Su tarea >>
Localice en los registros cada línea que contenga la palabra "stone" y cópiela completa.

Material presentado >>
● ● ● ● ●

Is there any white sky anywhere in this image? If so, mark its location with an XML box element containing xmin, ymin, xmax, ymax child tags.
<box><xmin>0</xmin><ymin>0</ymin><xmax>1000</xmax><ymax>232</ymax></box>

● ● ● ● ●

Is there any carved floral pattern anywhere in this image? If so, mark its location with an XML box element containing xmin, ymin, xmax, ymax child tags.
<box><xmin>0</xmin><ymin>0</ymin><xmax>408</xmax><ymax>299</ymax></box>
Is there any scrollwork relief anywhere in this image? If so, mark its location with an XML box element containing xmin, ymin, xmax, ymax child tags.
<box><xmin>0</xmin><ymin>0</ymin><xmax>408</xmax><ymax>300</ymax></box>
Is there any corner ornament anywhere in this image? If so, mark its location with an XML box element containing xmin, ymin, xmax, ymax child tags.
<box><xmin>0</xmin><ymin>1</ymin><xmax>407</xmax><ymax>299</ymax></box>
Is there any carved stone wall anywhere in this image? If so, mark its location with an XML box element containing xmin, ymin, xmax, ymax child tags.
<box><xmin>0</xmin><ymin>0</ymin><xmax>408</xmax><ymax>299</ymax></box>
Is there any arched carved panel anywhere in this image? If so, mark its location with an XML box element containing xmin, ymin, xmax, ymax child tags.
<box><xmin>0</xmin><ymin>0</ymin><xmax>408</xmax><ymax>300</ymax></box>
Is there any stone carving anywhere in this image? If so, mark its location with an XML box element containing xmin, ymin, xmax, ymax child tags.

● ● ● ● ●

Respuesta >>
Is there any carved stone wall anywhere in this image? If so, mark its location with an XML box element containing xmin, ymin, xmax, ymax child tags.
Is there any stone carving anywhere in this image? If so, mark its location with an XML box element containing xmin, ymin, xmax, ymax child tags.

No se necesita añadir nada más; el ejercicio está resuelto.